• WHAT TO PRODUCE: Could you find every line in the records below that contains the word "dark" and copy it?

Segment Open

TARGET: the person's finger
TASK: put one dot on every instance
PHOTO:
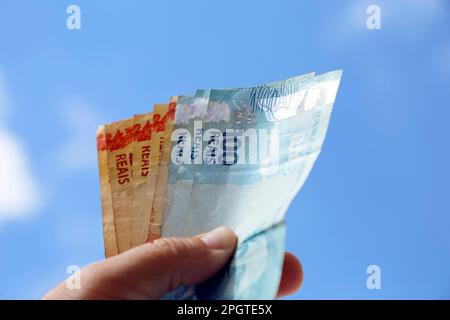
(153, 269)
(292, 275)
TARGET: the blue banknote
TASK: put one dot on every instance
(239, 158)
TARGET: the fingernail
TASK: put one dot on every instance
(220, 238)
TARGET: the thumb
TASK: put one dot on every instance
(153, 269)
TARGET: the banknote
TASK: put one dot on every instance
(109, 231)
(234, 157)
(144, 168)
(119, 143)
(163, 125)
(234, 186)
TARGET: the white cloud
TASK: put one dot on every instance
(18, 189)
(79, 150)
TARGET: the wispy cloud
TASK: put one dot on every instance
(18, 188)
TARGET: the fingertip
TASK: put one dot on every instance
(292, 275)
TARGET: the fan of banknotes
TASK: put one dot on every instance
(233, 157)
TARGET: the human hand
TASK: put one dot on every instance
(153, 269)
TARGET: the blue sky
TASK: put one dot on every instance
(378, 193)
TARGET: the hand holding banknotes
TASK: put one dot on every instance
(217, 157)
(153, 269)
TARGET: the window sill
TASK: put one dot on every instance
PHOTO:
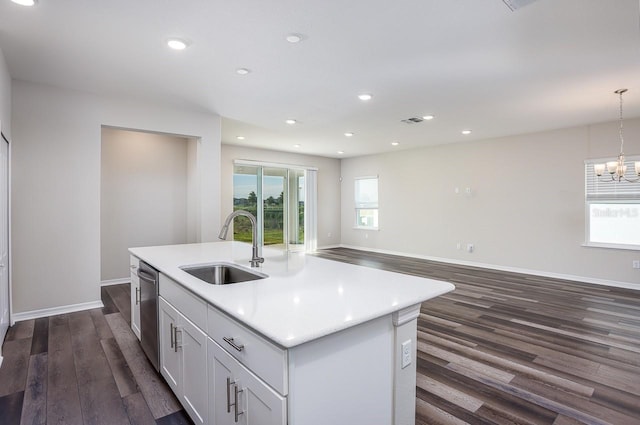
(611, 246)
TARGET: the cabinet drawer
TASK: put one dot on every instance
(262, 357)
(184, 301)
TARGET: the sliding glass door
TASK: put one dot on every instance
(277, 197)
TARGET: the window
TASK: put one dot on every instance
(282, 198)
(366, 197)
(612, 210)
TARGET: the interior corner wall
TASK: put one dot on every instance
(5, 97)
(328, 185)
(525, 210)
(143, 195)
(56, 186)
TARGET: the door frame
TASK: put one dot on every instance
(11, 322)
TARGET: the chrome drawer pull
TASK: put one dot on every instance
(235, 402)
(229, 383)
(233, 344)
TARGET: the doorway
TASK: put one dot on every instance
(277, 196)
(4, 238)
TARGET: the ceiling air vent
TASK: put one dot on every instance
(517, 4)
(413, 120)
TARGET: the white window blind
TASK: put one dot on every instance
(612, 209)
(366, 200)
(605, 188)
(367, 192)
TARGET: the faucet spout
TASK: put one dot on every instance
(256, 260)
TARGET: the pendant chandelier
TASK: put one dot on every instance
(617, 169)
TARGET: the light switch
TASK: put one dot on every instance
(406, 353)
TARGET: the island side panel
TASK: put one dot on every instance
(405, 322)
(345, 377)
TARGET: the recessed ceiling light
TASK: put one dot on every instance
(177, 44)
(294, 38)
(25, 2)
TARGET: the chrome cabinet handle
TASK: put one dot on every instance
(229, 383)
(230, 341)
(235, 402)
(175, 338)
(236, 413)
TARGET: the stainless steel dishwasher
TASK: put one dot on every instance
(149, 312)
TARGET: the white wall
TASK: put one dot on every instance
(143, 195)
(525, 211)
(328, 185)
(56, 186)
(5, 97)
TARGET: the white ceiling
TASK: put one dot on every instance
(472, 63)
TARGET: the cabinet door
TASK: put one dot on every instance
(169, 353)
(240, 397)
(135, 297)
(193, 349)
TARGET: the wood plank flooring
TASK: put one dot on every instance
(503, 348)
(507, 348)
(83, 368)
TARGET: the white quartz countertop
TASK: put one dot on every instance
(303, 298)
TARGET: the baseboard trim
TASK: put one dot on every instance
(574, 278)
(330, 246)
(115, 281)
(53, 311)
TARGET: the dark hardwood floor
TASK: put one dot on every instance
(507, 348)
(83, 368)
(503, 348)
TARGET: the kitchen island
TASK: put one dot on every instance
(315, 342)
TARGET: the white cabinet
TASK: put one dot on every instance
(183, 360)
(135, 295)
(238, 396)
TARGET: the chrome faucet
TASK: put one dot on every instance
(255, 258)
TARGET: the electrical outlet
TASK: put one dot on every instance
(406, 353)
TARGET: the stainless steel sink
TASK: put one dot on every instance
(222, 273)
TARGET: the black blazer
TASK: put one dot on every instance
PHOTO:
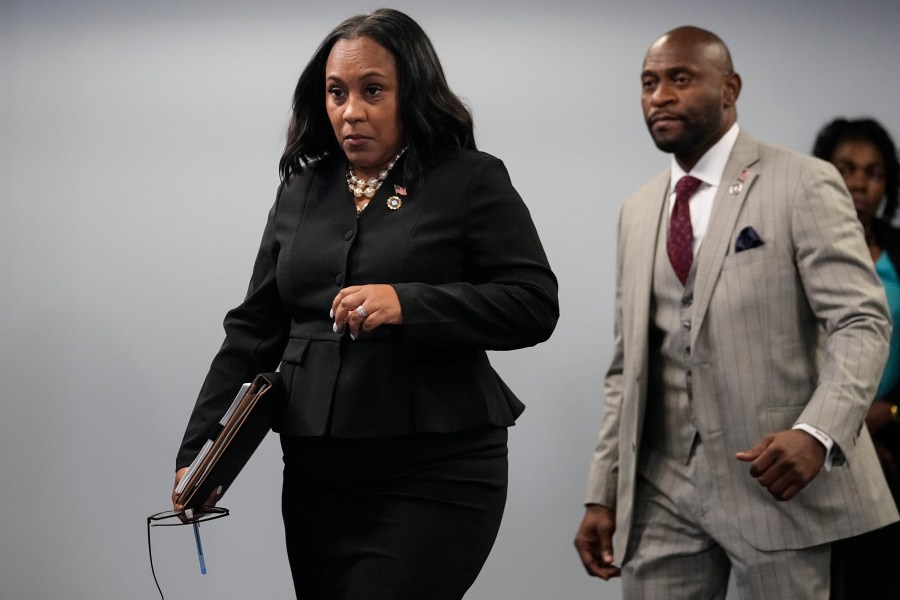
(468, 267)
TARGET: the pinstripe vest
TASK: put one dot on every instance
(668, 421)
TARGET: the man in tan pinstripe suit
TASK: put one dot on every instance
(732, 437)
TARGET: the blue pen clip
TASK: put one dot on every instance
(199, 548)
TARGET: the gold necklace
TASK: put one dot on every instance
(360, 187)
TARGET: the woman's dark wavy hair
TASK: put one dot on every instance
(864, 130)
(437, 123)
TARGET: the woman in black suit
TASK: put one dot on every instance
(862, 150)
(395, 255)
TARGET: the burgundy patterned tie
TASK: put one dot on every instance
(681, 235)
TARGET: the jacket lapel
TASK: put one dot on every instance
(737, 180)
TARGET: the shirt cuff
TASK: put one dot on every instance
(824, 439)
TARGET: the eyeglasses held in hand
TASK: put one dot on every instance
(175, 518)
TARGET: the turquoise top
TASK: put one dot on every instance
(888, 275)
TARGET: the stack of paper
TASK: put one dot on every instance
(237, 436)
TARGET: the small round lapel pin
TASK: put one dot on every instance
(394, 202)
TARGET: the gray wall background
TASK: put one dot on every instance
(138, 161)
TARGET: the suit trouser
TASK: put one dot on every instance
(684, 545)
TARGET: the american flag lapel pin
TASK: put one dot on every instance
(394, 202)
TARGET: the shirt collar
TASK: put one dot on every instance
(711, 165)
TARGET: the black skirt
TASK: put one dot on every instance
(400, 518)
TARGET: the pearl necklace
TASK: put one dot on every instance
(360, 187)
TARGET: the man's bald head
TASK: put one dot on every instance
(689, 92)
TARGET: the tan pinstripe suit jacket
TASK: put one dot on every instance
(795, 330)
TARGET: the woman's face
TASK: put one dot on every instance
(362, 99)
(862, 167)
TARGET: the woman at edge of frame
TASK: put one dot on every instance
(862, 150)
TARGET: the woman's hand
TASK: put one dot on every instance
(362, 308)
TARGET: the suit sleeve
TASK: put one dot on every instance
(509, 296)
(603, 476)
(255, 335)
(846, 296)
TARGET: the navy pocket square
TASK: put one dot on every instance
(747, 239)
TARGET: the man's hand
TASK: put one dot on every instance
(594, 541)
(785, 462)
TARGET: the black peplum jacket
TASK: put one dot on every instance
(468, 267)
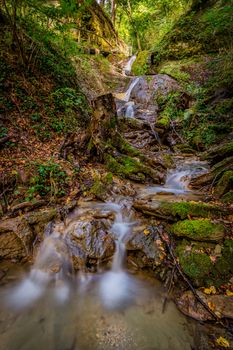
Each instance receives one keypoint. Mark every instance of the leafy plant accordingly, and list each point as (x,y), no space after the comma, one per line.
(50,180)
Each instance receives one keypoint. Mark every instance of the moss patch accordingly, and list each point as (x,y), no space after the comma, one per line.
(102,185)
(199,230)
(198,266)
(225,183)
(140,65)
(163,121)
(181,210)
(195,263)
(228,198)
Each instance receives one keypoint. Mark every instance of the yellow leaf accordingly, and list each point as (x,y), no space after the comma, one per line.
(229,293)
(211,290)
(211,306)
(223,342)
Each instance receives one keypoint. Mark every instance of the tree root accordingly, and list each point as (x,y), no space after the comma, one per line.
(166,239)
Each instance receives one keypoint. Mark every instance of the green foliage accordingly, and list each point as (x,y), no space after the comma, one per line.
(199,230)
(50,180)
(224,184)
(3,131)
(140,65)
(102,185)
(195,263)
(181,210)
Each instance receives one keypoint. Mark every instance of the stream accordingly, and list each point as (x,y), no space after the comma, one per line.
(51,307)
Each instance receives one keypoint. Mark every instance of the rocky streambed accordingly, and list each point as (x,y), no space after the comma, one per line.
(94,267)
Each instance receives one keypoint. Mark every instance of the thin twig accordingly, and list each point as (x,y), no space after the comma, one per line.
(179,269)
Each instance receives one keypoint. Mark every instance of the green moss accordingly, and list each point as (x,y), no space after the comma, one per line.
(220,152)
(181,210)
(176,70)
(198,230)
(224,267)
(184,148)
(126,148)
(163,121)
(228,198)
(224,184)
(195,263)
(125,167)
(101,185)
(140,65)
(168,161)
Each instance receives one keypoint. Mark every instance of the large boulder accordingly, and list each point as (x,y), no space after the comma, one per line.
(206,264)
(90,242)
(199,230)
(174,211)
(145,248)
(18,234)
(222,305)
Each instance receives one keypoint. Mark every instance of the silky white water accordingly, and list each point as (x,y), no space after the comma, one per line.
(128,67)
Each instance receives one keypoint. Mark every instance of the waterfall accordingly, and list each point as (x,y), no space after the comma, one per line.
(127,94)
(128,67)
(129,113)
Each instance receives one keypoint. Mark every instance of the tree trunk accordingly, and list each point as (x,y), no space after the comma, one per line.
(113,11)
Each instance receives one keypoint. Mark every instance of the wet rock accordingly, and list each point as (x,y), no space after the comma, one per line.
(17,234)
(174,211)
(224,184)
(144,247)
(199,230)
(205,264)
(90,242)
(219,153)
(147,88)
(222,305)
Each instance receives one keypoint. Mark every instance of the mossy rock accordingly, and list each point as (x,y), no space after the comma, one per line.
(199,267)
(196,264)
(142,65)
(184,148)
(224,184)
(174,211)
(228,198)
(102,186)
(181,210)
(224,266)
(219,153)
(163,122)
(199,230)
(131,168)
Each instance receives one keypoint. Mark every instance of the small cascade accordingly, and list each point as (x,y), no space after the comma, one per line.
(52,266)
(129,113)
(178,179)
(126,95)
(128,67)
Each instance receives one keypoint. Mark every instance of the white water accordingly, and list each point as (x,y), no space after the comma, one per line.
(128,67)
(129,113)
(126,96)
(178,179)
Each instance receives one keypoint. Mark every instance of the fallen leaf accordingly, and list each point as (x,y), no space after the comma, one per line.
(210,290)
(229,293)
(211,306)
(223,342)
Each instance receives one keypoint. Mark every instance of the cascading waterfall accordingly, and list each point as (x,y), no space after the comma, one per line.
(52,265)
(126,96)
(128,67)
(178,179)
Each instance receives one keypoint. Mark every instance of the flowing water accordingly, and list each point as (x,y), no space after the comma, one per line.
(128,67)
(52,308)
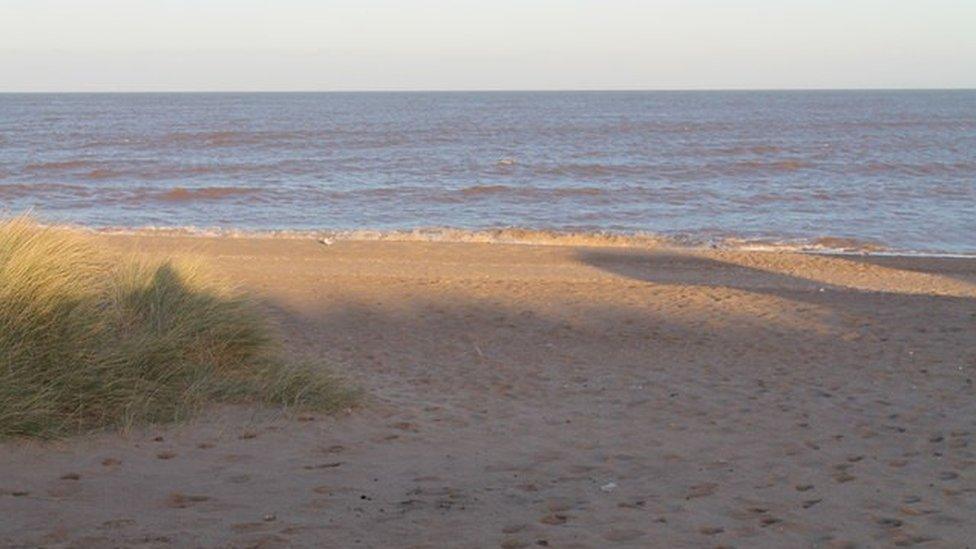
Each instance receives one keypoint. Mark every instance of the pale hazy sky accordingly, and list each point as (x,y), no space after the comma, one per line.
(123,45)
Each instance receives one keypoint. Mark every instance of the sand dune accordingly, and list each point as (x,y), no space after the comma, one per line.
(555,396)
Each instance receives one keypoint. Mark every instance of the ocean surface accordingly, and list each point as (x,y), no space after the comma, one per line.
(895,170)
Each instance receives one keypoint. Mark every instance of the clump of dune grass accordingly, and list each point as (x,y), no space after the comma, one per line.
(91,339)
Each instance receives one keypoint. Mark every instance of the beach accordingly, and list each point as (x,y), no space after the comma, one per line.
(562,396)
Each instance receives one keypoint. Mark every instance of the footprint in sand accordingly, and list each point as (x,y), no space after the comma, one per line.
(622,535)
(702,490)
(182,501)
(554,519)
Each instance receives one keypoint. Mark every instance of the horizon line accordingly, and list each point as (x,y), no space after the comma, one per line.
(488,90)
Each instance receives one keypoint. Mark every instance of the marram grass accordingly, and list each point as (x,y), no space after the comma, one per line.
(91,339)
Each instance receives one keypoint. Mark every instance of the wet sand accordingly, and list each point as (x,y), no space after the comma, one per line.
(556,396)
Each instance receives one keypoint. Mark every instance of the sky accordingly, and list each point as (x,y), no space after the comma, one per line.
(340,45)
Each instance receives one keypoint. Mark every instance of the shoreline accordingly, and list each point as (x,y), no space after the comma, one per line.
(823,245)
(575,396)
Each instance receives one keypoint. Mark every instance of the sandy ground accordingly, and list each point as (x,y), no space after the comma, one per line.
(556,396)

Segment Closed

• ANSWER:
TARGET: the dark hardwood floor
TARGET: the woman's dark wavy hair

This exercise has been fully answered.